Pointing records:
────

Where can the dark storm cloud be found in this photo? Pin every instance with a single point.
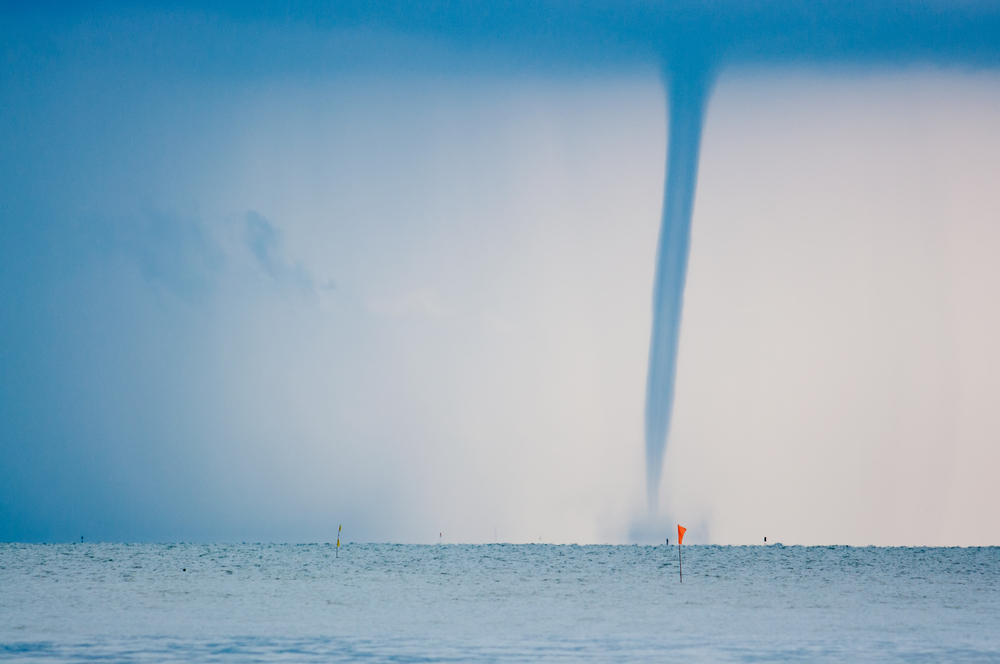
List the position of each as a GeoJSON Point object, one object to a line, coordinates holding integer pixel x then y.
{"type": "Point", "coordinates": [106, 294]}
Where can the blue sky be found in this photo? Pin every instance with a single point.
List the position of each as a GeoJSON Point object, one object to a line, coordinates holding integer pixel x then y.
{"type": "Point", "coordinates": [266, 273]}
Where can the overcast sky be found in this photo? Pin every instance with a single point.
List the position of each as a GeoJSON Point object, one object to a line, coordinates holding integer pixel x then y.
{"type": "Point", "coordinates": [365, 280]}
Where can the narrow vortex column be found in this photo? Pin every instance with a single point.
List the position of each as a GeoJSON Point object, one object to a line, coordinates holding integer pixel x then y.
{"type": "Point", "coordinates": [687, 86]}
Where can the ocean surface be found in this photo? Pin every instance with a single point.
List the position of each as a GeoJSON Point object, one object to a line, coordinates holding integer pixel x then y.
{"type": "Point", "coordinates": [496, 603]}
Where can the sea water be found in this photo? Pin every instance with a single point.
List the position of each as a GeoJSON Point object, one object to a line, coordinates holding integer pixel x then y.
{"type": "Point", "coordinates": [498, 602]}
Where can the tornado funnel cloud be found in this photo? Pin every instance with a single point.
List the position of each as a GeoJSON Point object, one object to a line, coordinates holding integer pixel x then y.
{"type": "Point", "coordinates": [687, 86]}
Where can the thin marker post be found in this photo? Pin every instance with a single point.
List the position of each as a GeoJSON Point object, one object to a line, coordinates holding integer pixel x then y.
{"type": "Point", "coordinates": [680, 540]}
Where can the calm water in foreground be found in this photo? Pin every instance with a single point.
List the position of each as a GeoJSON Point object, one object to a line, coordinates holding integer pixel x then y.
{"type": "Point", "coordinates": [521, 603]}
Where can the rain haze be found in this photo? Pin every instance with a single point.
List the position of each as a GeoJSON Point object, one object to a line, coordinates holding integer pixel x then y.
{"type": "Point", "coordinates": [266, 272]}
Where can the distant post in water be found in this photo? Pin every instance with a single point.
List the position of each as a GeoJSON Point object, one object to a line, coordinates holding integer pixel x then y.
{"type": "Point", "coordinates": [680, 540]}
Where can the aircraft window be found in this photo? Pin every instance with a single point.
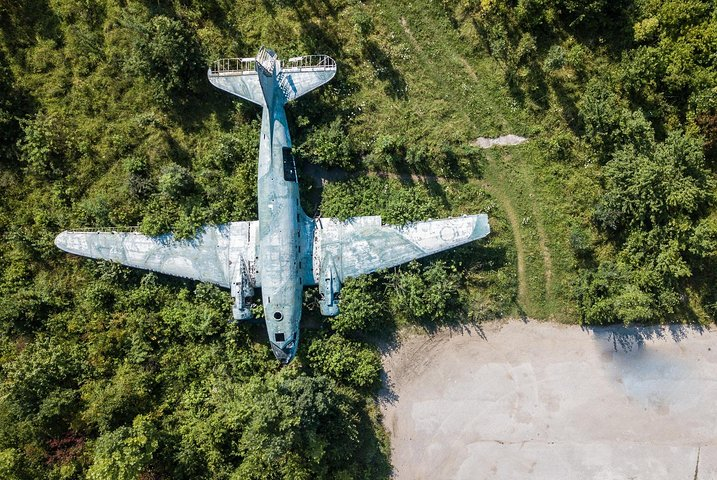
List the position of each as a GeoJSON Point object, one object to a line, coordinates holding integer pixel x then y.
{"type": "Point", "coordinates": [289, 165]}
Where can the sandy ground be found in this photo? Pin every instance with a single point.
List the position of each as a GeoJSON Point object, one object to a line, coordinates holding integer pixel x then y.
{"type": "Point", "coordinates": [545, 401]}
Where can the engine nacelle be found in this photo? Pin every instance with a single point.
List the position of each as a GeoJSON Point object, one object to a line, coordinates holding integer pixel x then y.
{"type": "Point", "coordinates": [329, 288]}
{"type": "Point", "coordinates": [241, 288]}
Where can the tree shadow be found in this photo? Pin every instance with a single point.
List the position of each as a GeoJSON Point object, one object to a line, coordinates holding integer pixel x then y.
{"type": "Point", "coordinates": [627, 338]}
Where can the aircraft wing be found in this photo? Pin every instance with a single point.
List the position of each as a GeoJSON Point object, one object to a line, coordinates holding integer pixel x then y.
{"type": "Point", "coordinates": [363, 245]}
{"type": "Point", "coordinates": [209, 257]}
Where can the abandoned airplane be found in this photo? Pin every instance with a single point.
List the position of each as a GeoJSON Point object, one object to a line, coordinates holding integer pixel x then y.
{"type": "Point", "coordinates": [285, 250]}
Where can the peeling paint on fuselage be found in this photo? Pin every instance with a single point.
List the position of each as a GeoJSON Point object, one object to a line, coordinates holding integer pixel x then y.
{"type": "Point", "coordinates": [280, 221]}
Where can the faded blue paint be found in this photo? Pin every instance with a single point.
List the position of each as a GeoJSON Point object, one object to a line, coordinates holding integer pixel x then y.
{"type": "Point", "coordinates": [284, 250]}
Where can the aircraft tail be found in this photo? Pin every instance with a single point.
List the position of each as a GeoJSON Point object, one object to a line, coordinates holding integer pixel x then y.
{"type": "Point", "coordinates": [300, 75]}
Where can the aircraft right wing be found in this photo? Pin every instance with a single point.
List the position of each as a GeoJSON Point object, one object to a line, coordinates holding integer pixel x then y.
{"type": "Point", "coordinates": [363, 245]}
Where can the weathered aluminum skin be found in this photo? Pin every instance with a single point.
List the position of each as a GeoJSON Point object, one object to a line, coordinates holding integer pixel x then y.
{"type": "Point", "coordinates": [284, 250]}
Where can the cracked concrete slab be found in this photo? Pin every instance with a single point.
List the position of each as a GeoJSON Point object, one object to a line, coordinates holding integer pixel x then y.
{"type": "Point", "coordinates": [547, 401]}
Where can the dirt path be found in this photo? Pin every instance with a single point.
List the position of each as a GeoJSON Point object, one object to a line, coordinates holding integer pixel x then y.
{"type": "Point", "coordinates": [540, 400]}
{"type": "Point", "coordinates": [547, 259]}
{"type": "Point", "coordinates": [523, 299]}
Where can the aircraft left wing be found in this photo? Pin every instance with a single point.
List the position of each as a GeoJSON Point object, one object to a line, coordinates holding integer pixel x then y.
{"type": "Point", "coordinates": [221, 254]}
{"type": "Point", "coordinates": [363, 245]}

────

[Prompt]:
Copy out exactly the lines running from the line with "Where can the dirt" to the end of the records, inclusive.

[Answer to the exercise]:
Where can the dirt path be found in this photo? Pin every instance with a single point.
List the position of each as a GeoJSON Point object, one object to a line, coordinates holding integer pixel x then y.
{"type": "Point", "coordinates": [540, 400]}
{"type": "Point", "coordinates": [547, 259]}
{"type": "Point", "coordinates": [523, 299]}
Where can the aircraft left wing be found in this photo? Pin every instance with a single point.
List the position of each as a GeoJSON Point object, one object to a line, coordinates holding integer pixel x then y.
{"type": "Point", "coordinates": [221, 254]}
{"type": "Point", "coordinates": [363, 245]}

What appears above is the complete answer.